| Problem to work on |
From the records below, please repeat exactly the line that has "Return the segmentation of every instance of the pale", the line that has "Return the segmentation of every instance of the dark open", and every line between them, and nothing else.

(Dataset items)
┌────────
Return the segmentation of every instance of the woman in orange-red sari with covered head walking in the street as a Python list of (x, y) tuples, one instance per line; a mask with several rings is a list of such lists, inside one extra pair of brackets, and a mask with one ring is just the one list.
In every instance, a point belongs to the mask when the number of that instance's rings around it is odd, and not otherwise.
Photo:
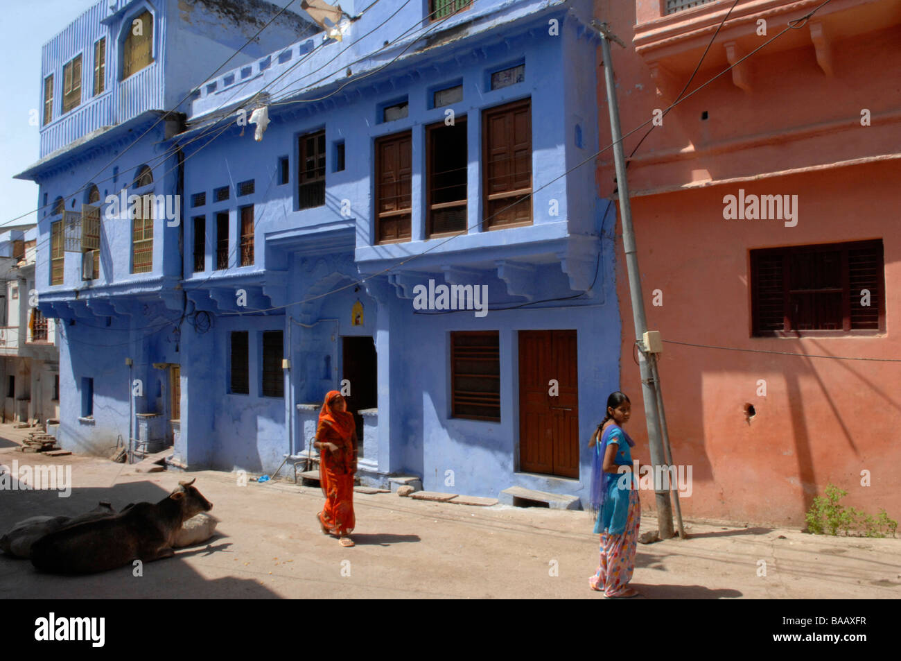
[(349, 535), (356, 524), (353, 474), (357, 472), (357, 425), (338, 390), (325, 396), (313, 445), (319, 450), (319, 481), (325, 494), (325, 507), (316, 519), (324, 534), (339, 537), (341, 546), (354, 546)]

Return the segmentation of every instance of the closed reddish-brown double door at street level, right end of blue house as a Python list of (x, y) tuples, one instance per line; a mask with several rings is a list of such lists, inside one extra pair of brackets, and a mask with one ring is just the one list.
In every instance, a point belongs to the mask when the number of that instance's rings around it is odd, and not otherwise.
[(574, 330), (519, 332), (520, 470), (578, 477), (577, 359)]

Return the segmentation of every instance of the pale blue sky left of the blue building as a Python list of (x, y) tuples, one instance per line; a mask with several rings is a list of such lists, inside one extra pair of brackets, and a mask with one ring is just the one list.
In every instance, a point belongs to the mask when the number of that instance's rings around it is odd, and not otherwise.
[[(0, 226), (35, 222), (38, 186), (13, 179), (40, 158), (39, 126), (29, 112), (41, 107), (41, 46), (97, 0), (3, 0), (0, 21)], [(39, 113), (40, 115), (40, 113)], [(19, 220), (15, 216), (29, 214)]]

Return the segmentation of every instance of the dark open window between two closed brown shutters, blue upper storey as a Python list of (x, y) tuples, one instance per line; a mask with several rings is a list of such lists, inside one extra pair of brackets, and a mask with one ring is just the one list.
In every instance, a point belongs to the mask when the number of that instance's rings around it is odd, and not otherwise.
[(426, 149), (429, 235), (462, 232), (467, 227), (466, 119), (458, 118), (452, 126), (429, 126)]

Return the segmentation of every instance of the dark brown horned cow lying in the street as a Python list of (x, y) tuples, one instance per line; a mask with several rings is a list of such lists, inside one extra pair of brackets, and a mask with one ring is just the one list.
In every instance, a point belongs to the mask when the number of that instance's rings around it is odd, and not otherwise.
[(113, 517), (67, 526), (32, 546), (32, 565), (53, 574), (95, 574), (175, 555), (173, 544), (182, 524), (213, 509), (191, 482), (158, 503), (139, 502)]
└────────
| Answer for this exercise |
Return the segmentation of every instance of the pale blue sky left of the blue building as a Python list of (x, y) tuples, one instance per line; a mask with several rings is a list of such lists, inside one extra pair of brackets, and a mask with one ring is just the one list.
In every instance, a point belongs to the mask when the number of that instance's rings around it is odd, and not otherwise.
[[(0, 226), (35, 222), (38, 186), (13, 179), (40, 158), (39, 126), (29, 112), (41, 107), (41, 46), (97, 0), (3, 0), (0, 21)], [(39, 113), (40, 115), (40, 113)], [(19, 220), (15, 216), (29, 214)]]

Return the segmentation of every instance of the dark open window between two closed brown shutters, blue upper storey as a Python list of (x, y) tuples, one instance per line; a mask with several rings is a list of such lists, inside one extra pair of brackets, and a mask with one ring is just the one list.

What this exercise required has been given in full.